D'après les informations:
(a) Selon le texte sur les qualités humaines, pourquoi la créativité, entendue comme ouverture d'esprit, est-elle importante ? Répondez en une à trois phrases.
(b) Poursuivez le texte sur les qualités humaines à partir de sa dernière phrase.

Je pense que la plus grande qualité est d’avoir foi en l’humanité et de croire que tout le monde est bon. Même si cela peut paraître un peu naïf, je crois que tout le monde a un bon fond. Si je pars de ce principe-là, je ne juge personne. Les gens font comme ils peuvent avec ce qu’ils ont reçu, ce qu’ils ont vécu et ce n’est pas toujours évident. La première qualité est de ne pas juger.
Une autre qualité importante est la créativité dans le sens d’une ouverture d’esprit. La créativité pour pouvoir ouvrir les possibilités aux autres. Si on est trop fermé sur sa manière de voir ou sur sa manière de faire, on ne peut pas aider les autres à voir autrement car on va tenter de les formater à penser comme nous. Chacun trouve ses réponses et ce ne sont pas forcément les miennes. En thérapie, une personne va trouver des manières d’éduquer son enfant qui ne sera pas forcément la manière dont j’aurai envie d’éduquer les miens.
Je dirais aussi d’être empathique. Sans l’être trop pour ne pas se faire absorber.

Entrées de données enregistrées
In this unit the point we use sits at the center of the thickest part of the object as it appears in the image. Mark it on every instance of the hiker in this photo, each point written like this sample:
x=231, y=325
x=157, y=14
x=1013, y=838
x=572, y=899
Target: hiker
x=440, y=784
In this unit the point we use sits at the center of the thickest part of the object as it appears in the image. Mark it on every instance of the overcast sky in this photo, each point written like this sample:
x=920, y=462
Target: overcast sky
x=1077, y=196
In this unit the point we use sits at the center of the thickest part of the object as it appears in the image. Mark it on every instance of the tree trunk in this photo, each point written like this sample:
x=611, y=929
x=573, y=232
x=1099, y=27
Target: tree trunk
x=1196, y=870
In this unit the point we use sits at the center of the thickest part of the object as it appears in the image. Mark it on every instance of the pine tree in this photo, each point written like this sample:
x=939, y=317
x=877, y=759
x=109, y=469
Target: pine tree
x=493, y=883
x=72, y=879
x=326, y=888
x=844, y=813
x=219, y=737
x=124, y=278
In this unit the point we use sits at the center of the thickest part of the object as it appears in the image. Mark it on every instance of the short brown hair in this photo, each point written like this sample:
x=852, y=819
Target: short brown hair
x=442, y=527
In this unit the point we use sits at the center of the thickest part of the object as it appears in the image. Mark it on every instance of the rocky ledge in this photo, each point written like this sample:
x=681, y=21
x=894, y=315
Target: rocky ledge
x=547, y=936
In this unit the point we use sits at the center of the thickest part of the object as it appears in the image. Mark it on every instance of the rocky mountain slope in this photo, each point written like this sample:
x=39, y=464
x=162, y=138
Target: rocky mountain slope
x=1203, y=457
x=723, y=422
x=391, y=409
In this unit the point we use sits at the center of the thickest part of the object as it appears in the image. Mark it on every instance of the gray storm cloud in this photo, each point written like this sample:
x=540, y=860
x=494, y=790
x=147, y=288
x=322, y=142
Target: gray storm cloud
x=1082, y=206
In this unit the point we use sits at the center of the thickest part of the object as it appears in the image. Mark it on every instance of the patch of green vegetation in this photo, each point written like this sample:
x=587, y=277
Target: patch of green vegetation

Réponses dans l'ordre:
(a) La créativité, au sens d'ouverture d'esprit, permet d'ouvrir les possibilités aux autres. Une personne trop fermée sur sa manière de voir ou de faire ne peut pas aider les autres à voir autrement, car elle tentera de les formater à penser comme elle.

(b)
Il faut être honnête intellectuellement, pouvoir reconnaître ses limites, déléguer et se faire aider surtout quand on commence. On travaille avec l’humain, ce n’est pas une science exacte. Il faut faire attention car c’est la vie des gens.
Quel est votre horaire de travail ?
Je travaille à Gembloux le lundi et le vendredi et le mercredi à Boitsfort. Et le reste du temps je partage le cabinet de ma mère et mes horaires se font en fonction des demandes. En général, les gens veulent venir tôt le matin ou tard le soir et donc en journée, j’ai des creux.
Comment percevez-vous l’avenir de la ludothérapie ?
En plus des consultations privées, j’aimerais faire des ateliers de ludothérapie dans les écoles. C’est déjà reconnu que le jeu est important au niveau de l’éducation mais je voudrais apporter une petite contribution supplémentaire. Un jour, je voudrais donner des formations de ludothérapie. J’attends d’avoir terminé ma formation en thérapie systémique ainsi que d’avoir davantage de pratique et de vécu personnel pour pouvoir donner des éléments concrets aux gens.
Il y a peu de ludothérapeutes actuellement en Belgique et je voudrais essayer de faire vivre la ludothérapie en tant que telle. J’espère que plus tard beaucoup de jeunes se présenteront et s’affirmeront en tant que ludothérapeutes.
Quels conseils donneriez-vous aux personnes qui souhaitent se lancer dans cette voie ?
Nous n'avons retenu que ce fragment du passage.